本文抜粋
---*---
問わなくてはならない問い

東本願寺出版が毎月1日に発行する同朋新聞には連載38回を数えた「今月の法話」というページがあり、2023年12月号をもって最終回となりました。この最終回のテーマが、

「もし三日のいのちと言われたらどうする?」
(長浜教区 敦賀組 隆法寺 興法慶実氏 著)

というもの。
この問いかけは、著者が聞法学習会の座談の場である先輩から投げかけられたものだそうです。そのとき著者もふくめてその場にいた者がみな答えられずに黙って考えていると、その先輩はこの問いかけに具体的に答えてくれたお二人のことを教えてくれたそうです。

一人はわんぱくそうな中学生の男の子。
「できるだけ具体的に答えてほしい」とお願いすると、その子は、「一日目はおいしい物を食べる」。「二日目は行きたいところへ行く」。ところが三日目の答えはなかなか返ってきません。下を向いて黙ってしまった。それで「三日目は?」ともう一度たずねると、彼は「気がふれる!」と真っ赤な顔をして叫んだそうです。

もう一人は、長年聞法されているお婆ちゃん。
同じようにたずねたところ、「一日目は今まで聞法して書きとめたものや、仏教書を読む」。「二日目は信頼している先生に会いに行く」。そして、「三日目は、畳を(両手でかきむしる)こうやって終わっていくんでしょうね」と、涙をぽろっと流されたそうです。
---*---
データ抜粋

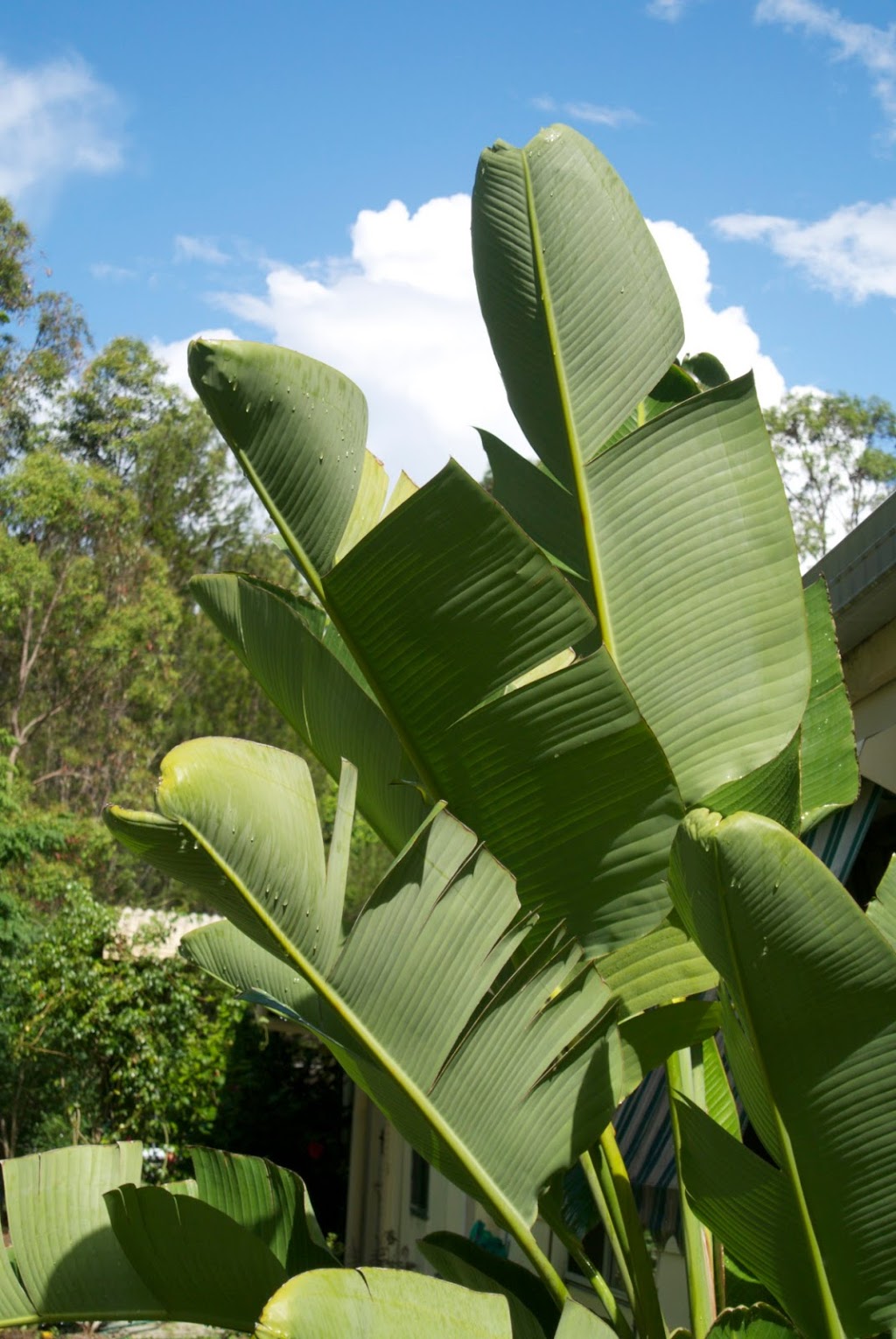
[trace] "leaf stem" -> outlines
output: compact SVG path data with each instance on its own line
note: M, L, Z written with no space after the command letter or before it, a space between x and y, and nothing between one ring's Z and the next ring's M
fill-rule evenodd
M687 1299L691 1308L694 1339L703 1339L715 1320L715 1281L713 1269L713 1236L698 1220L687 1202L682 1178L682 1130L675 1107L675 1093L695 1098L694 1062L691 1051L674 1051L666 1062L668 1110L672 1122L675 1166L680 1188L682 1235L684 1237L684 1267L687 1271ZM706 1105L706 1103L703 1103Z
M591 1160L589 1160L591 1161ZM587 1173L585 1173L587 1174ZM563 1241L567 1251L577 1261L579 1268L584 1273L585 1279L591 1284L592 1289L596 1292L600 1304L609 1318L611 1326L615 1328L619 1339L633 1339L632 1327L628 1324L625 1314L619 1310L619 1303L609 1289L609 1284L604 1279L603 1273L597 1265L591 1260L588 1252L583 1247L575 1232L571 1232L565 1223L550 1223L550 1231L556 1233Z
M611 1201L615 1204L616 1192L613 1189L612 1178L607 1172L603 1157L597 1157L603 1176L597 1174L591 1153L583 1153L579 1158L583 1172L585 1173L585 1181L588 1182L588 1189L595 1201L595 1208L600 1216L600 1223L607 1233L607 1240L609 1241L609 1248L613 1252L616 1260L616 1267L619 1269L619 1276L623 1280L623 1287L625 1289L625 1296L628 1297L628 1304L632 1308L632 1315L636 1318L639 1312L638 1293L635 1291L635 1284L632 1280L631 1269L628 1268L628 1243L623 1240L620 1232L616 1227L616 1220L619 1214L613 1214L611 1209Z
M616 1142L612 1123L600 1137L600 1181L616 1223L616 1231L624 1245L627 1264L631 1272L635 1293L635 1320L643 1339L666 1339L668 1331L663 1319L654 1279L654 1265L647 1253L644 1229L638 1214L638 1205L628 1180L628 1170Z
---*---
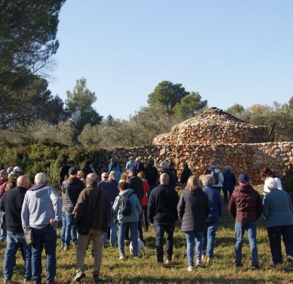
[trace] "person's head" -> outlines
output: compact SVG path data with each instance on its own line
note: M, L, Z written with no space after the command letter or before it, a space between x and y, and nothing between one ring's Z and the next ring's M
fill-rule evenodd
---*---
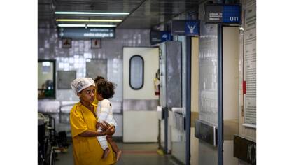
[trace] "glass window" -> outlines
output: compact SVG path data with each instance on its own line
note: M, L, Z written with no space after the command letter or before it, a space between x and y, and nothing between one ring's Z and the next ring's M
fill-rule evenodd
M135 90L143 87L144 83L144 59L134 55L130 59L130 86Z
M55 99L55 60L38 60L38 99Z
---*---
取り組む内容
「三日のいのち」の問いを扱った法話の本文を、最後の一文に続けて書き進めてください。 これらのデータは、本文とは関係のない別個の資料です。

演習の解答
そして著者の興法慶実さんはこのように感想を書かれています。「一番向き合わなくてはならない自分自身、つまり、自分の死の前には、どうしたらいいんや、助けてくれ、と死んでも死にきれない我が身を問題にしないで、日頃住職として、聞いて知って覚えた仏教の知識、分別で、わかったこととして人に向かって教えを語っている。そういう私に、〈もし三日のいのちと言われたらどうする?〉という問いかけは、本当に問題にしなければならない我が身の課題に折に触れて向き合わせ、考えさせてくださる言葉になっている」。さらに「私の問わなくてはならない問い、〈自分の死の前には、死んでも死にきれない我が身〉という一大事を、何度呼びかけられても気づけません。それほど自分は〈だいじょうぶ〉だと、何の根拠もないのに我が身を頼りにし、仏法をはねつけて生きている自分自身が、聞法をとおしてあきらかに知らされてきています」とも。

とても心に残ったシリーズ最終回の「今月の法話」から抜粋させていただきました。

親鸞聖人のお言葉

『人の命は日々に今日やかぎりとおもい、時時に只今や終わりと思うべし』

『明日ありと思う心の徒桜、夜半の嵐の吹かぬものかは』

『我はほどなく浄土に帰るなり。この世に言いおくこと一言もなし』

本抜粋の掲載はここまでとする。